_Document section_.
────────────────────

Thanks for the info. In that case, I really hope it was good news.


----------



## CaliChan (Mar 29, 2013)

Oh no I had she had good news! She's so talented and gives great advice.


----------



## christinak (Mar 29, 2013)

When does she usually log on?  Im on here all day and night....yeah, I have no life.  I haven't seen her at all   I will be watching for her today!


----------



## ruby61 (Mar 29, 2013)

I think this forum has some incredible caring people.  Let me tell you as a Rn positive thinking and prayer go a long way.  I hope all is well with her, she is in my thoughts.


----------



## Moonshea Botanicals (Mar 29, 2013)

I truly believe that we are more than a soapmaking community....we are a family. I hope R&R got good news.


----------



## AngelMomma (Mar 29, 2013)

Been thinking of you too R&R!


----------



## lizflowers42 (Mar 29, 2013)

I haven't been on here as much as usual, but I did notice she hasn't been blessing us with her pretty soaps to drool over


----------



## christinak (Mar 29, 2013)

Just in case you haven't heard, R&R is fine and dandy.


----------



## Shannon_m (Mar 29, 2013)

I just read... thank goodness!!!!


----------



## marghewitt (Mar 29, 2013)

I am sure she is out celebrating her good news!


----------



## SoapPapaw (Mar 29, 2013)

I dont think I have met who you are talking about. But i really like the concern you are showing for a missed friend.


----------



## Lion Of Judah (Mar 29, 2013)

glad to hear that she got good news and is doing fine ...... may your blessing continue to multiply


----------



## lizflowers42 (Mar 29, 2013)

SoapPapaw said:


> I dont think I have met who you are talking about. But i really like the concern you are showing for a missed friend.



Rock&Royalty is who we are speaking of--very very talented and helpful forum member!!  She has lots of soap porn in the gallery!


----------



## Cherry Bomb (Mar 29, 2013)

Awesome and amen!!!! Great news!!!!


----------



## RocknRoll (Mar 29, 2013)

Wow, thanks everyone for all of your concern! I am so touched and yes, we ARE a family here! I'll start a new thread with more details in a second..... :razz:


----------

────────────────────

_Information supplied_.
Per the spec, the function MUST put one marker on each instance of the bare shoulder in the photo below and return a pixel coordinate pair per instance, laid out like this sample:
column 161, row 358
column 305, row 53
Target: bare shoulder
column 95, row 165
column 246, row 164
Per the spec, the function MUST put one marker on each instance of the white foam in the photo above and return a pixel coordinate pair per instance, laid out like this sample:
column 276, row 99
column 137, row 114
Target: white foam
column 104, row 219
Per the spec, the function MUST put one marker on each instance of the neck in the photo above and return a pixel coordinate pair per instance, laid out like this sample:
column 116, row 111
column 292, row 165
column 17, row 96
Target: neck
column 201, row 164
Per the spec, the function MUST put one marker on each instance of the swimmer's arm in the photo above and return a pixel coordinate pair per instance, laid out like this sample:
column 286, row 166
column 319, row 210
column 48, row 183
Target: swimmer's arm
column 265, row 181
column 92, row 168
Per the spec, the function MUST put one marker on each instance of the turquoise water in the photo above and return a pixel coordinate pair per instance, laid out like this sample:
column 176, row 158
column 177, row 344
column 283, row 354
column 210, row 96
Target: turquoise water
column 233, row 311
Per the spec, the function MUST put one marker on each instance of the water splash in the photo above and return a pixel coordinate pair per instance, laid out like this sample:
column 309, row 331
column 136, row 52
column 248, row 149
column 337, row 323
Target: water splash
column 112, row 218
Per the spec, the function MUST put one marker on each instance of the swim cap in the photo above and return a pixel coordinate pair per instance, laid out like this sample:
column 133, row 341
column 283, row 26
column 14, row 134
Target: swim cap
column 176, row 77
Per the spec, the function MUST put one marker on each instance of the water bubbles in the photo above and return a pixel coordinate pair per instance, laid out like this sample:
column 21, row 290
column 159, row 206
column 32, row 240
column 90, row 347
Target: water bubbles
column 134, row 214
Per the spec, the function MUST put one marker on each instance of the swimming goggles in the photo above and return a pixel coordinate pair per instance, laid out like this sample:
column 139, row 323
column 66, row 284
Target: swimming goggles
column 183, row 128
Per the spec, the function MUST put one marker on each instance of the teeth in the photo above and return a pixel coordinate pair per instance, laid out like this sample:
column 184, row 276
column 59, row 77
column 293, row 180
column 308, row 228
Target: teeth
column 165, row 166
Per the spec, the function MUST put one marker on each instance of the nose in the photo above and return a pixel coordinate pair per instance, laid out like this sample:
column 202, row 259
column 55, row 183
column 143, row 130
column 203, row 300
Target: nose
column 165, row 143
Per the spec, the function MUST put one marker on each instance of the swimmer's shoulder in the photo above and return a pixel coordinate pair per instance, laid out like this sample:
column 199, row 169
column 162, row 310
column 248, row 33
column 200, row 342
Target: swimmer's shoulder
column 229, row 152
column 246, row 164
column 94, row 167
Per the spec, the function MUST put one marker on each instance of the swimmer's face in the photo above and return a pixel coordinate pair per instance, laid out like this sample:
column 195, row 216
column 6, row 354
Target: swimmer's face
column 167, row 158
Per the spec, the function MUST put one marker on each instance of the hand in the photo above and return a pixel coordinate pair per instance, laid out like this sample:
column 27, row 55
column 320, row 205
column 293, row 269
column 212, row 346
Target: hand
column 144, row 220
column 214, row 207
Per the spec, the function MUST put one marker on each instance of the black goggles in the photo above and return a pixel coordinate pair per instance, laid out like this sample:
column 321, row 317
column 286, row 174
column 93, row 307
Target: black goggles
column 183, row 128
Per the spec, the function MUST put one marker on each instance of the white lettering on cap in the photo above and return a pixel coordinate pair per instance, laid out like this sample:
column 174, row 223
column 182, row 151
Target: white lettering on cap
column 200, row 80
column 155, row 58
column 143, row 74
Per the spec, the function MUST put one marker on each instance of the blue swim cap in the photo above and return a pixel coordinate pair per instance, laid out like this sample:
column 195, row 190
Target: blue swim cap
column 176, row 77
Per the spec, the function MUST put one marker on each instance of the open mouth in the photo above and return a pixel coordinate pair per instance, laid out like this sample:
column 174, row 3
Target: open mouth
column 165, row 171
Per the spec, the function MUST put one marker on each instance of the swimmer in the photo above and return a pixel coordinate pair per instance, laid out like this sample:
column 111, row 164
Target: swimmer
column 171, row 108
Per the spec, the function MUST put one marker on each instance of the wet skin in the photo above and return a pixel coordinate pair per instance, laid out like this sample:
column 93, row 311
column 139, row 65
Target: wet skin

────────────────────

_The request_. Please write out the part of the forum thread between "## Moonshea Botanicals" and "you too R&R!", inclusive, copying it word for word.

_Answer in full_.
## Moonshea Botanicals (Mar 29, 2013)

I truly believe that we are more than a soapmaking community....we are a family. I hope R&R got good news.


----------



## AngelMomma (Mar 29, 2013)

Been thinking of you too R&R!